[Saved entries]
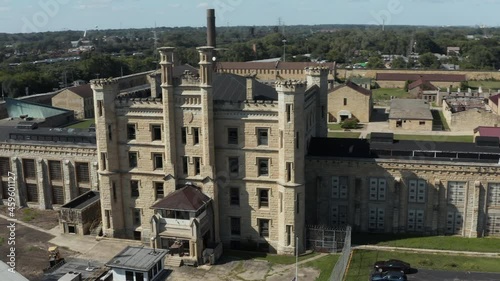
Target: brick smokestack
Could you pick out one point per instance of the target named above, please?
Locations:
(211, 34)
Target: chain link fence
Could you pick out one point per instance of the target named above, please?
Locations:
(340, 268)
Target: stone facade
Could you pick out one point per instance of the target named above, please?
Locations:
(46, 175)
(404, 196)
(348, 101)
(264, 189)
(469, 119)
(81, 105)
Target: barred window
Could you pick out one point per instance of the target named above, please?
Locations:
(32, 192)
(29, 168)
(57, 195)
(82, 172)
(4, 166)
(55, 170)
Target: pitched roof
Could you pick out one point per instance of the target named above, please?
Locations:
(188, 198)
(423, 84)
(488, 131)
(410, 109)
(83, 91)
(415, 76)
(270, 65)
(355, 87)
(231, 87)
(137, 258)
(495, 98)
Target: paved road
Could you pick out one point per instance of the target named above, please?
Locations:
(435, 275)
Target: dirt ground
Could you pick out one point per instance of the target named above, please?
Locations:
(31, 245)
(46, 219)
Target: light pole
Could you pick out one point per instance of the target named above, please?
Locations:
(284, 49)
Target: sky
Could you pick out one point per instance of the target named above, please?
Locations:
(56, 15)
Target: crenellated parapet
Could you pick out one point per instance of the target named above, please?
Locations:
(290, 85)
(103, 82)
(317, 71)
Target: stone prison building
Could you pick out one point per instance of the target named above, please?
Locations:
(192, 160)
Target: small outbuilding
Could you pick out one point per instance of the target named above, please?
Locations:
(138, 264)
(410, 114)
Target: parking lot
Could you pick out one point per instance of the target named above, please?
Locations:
(436, 275)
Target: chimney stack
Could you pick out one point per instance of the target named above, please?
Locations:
(211, 34)
(250, 83)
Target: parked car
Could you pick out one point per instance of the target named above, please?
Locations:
(388, 276)
(392, 265)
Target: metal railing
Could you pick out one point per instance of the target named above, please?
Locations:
(340, 267)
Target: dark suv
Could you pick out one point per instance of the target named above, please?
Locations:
(392, 265)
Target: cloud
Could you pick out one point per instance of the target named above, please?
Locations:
(202, 5)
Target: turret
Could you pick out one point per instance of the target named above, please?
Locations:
(319, 76)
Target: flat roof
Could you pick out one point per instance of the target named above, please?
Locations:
(10, 276)
(82, 201)
(137, 258)
(48, 136)
(410, 109)
(403, 149)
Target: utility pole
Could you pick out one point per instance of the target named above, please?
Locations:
(297, 258)
(284, 50)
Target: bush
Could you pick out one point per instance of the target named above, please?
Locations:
(425, 262)
(351, 123)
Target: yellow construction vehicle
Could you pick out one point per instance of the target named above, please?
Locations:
(54, 256)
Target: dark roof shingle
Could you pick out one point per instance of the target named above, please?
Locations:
(355, 87)
(188, 198)
(416, 76)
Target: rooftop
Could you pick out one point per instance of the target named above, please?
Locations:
(137, 258)
(188, 198)
(488, 131)
(410, 109)
(17, 108)
(84, 91)
(58, 136)
(495, 98)
(415, 76)
(82, 201)
(463, 103)
(404, 149)
(355, 87)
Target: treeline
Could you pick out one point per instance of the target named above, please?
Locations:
(347, 45)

> **YOUR OBJECTIVE**:
Some lines above may contain the string "pole". State how many of them the records have, and nothing more.

> **SOLUTION TO THIS PROBLEM**:
2